**Required work**
Reproduce, word for word, the part of the text on abandoned mine reclamation that runs from "Notes: The dashed" up to and including "(Account Code 501560).".

**Excerpt provided**

Notes: The dashed line shows the 2019 adjusted dollars. Amounts from FY1978 to FY1983 were collected under the account name "Coal mining reclamation fees" (Account Code 501510), and fees collected from FY1984 to FY2019 were collected under the account name "Abandoned Mine Reclamation Fund, Reclamation Fees" (Account Code 501560).
Section 404 of SMCRA limits eligible lands and waters affected by coal mining to those left abandoned or unreclaimed prior to August 3, 1977, and for which there is no continuing reclamation responsibility under other federal or state laws.12 U.S. territories, states, and tribes without such lands and waters are excluded from eligibility for grants from the Abandoned Mine Reclamation Fund.
The reclamation and regulatory programs authorized in SMCRA apply only to coal production states and tribal lands, and coal has not been mined in all states, U.S. territories, and tribal lands.13 States and tribes with lands on which coal was mined prior to the enactment of SMCRA on August 3, 1977, with an OSMRE-approved reclamation program are eligible for grants from the Abandoned Mine Reclamation Fund pursuant to Section 401 of SMCRA.
SMCRA describes differing types and priorities of AML reclamation projects eligible for reclamation funding from the Abandoned Mine Reclamation Fund. Examples of eligible AML projects include the reclamation of land subsidence, vertical openings, hazardous equipment and facilities, dangerous highways, and acid mine drainage (AMD) that originated from historical coal mining operations. Section 403 of SMCRA directs the prioritization of AML reclamation projects under a tier of three categories:14
1. Priority 1 projects involve the reclamation of lands and waters to protect public health, safety, and property from extreme danger.
2. Priority 2 projects involve the reclamation of lands and waters to protect public health and safety from adverse effects of coal mining practices.
3. Priority 3 projects involve the reclamation of lands and waters previously degraded by adverse effects of coal mining practices for the conservation and development of soil, water (excluding channelization), woodland, fish and wildlife, recreation resources, and agricultural productivity.15
The reclamation of Priority 2 projects may be similar in scope and nature as Priority 1 projects but generally present a lesser degree of danger. In some instances, the proximity of hazards and risks of AML lands to communities may elevate the risks to public health and safety in a way that similar circumstances would merit a lower priority if they occurred at a more isolated and remote location. However, proximity alone is not necessarily an indicator of risk if contamination may migrate from the mining site to an affected community. The geographic scope of the site may be larger than where the coal was mined, because it includes all the affected lands and waters.

**Given records**
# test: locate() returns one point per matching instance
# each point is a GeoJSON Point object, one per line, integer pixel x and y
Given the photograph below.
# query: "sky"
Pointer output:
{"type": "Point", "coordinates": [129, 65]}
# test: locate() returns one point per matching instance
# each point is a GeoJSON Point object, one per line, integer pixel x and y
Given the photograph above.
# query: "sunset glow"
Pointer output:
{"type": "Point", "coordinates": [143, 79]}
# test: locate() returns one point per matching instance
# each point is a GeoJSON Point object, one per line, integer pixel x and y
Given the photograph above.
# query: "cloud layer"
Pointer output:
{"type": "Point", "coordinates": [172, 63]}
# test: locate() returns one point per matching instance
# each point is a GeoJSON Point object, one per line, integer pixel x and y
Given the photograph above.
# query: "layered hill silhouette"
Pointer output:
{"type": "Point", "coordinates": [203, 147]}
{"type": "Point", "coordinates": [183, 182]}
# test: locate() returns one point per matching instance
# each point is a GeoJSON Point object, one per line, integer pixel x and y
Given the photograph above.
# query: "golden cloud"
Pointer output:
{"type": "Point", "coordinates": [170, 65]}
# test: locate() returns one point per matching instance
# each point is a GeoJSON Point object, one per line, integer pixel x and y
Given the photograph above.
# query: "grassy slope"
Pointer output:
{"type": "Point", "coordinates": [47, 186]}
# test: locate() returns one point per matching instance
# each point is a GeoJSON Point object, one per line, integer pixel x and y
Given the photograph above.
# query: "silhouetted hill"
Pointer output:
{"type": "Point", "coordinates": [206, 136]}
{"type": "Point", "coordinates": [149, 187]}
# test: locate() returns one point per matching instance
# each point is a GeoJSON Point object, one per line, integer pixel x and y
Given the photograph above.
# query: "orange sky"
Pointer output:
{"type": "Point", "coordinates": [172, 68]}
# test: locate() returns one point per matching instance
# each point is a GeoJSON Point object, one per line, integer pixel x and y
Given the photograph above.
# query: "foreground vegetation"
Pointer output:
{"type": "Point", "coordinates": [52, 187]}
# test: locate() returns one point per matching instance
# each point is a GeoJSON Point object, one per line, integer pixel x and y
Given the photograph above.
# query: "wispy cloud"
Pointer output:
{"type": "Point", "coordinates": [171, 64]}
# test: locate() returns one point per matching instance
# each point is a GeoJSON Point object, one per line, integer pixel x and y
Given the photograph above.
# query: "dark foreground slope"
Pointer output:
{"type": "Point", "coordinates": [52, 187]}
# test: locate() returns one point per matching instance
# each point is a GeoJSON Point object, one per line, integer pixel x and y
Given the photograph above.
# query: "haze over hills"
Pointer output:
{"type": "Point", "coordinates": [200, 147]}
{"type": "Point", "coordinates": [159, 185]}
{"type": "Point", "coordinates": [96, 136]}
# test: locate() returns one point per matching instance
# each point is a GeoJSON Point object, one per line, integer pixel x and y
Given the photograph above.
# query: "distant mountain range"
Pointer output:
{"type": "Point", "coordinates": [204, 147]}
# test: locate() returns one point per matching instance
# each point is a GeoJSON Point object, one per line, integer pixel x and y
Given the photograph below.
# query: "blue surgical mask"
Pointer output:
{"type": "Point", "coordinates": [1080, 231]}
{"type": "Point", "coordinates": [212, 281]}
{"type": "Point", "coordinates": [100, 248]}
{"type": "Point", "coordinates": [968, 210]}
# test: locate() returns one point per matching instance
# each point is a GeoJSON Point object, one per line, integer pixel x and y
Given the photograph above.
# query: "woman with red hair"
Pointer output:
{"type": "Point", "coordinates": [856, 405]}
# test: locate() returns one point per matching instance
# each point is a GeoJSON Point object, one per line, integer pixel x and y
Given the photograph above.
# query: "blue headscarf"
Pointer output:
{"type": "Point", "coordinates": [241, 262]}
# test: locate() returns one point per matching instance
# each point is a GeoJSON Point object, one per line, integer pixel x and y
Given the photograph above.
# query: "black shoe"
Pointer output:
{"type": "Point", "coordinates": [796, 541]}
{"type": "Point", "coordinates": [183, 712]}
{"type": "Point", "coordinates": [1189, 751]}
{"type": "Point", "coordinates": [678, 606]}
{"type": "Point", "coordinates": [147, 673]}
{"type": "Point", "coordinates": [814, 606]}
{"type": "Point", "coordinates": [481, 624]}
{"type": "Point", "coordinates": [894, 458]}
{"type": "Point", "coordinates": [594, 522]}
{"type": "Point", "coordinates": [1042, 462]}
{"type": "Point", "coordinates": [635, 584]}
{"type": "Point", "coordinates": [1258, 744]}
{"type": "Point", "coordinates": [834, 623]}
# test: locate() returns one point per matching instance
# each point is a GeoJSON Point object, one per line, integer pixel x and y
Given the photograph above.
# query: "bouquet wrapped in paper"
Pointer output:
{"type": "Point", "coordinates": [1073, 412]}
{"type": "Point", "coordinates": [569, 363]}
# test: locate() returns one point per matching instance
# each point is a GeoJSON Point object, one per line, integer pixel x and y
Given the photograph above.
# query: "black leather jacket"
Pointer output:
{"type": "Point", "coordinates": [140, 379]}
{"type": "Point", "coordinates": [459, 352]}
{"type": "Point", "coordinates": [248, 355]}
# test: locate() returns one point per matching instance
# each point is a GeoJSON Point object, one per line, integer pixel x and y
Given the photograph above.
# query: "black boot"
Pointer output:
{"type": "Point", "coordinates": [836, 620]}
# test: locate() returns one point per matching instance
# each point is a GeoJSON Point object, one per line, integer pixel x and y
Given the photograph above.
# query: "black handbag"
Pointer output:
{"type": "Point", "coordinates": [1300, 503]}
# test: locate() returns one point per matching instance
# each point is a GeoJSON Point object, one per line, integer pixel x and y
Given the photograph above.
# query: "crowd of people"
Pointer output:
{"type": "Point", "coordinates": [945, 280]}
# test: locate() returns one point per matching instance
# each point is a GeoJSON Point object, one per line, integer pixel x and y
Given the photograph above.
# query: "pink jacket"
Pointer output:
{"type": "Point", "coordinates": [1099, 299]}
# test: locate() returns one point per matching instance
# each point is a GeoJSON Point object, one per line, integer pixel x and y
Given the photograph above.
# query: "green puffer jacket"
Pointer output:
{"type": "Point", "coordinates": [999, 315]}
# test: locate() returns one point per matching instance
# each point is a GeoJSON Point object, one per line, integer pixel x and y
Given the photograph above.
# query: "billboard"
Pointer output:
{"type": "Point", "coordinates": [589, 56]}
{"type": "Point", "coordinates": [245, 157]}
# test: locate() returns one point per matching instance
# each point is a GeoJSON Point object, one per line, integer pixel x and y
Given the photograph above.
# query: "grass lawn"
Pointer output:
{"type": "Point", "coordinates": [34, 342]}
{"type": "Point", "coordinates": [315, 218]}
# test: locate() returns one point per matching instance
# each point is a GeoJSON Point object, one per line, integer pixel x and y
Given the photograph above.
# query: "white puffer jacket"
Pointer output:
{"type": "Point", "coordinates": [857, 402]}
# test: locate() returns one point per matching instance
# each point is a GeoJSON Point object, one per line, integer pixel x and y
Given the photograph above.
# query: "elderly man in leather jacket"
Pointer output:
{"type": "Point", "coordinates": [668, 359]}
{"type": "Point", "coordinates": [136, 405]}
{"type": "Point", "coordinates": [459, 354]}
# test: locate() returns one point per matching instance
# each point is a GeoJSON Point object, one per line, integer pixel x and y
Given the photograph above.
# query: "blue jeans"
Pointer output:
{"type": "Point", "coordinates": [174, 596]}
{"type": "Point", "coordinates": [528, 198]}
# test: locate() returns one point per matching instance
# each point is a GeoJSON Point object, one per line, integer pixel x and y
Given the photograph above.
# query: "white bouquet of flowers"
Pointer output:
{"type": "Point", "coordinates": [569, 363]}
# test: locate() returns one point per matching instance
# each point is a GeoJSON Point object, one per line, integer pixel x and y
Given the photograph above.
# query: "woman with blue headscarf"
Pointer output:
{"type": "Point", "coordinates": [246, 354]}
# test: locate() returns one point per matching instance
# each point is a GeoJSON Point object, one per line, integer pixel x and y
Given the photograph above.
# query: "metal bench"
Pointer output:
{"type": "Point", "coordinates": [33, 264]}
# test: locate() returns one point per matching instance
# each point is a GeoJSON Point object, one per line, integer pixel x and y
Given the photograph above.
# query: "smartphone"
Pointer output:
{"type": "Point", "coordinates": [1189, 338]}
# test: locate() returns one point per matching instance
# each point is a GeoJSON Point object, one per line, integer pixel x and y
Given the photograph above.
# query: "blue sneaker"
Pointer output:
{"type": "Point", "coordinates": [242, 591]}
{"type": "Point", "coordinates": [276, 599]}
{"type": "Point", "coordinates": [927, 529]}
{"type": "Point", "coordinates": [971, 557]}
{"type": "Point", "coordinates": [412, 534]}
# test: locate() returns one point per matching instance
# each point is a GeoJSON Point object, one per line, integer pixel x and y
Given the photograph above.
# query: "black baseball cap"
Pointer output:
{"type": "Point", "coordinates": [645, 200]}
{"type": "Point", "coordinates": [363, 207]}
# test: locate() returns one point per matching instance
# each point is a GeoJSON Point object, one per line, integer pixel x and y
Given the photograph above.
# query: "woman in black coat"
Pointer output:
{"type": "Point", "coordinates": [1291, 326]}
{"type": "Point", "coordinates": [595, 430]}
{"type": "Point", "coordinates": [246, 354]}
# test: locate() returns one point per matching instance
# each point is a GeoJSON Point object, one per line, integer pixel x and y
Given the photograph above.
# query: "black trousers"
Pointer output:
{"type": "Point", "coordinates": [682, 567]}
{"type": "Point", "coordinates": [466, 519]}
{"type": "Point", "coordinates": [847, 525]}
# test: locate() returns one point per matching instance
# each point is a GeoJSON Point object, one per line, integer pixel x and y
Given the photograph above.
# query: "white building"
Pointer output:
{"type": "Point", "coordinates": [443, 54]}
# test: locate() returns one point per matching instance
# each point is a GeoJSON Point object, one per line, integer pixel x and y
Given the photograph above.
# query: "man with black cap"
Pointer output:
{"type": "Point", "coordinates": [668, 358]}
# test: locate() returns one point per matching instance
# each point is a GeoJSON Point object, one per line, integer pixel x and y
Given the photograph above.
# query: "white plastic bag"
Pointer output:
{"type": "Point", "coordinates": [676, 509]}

**Written response**
Notes: The dashed line shows the 2019 adjusted dollars. Amounts from FY1978 to FY1983 were collected under the account name "Coal mining reclamation fees" (Account Code 501510), and fees collected from FY1984 to FY2019 were collected under the account name "Abandoned Mine Reclamation Fund, Reclamation Fees" (Account Code 501560).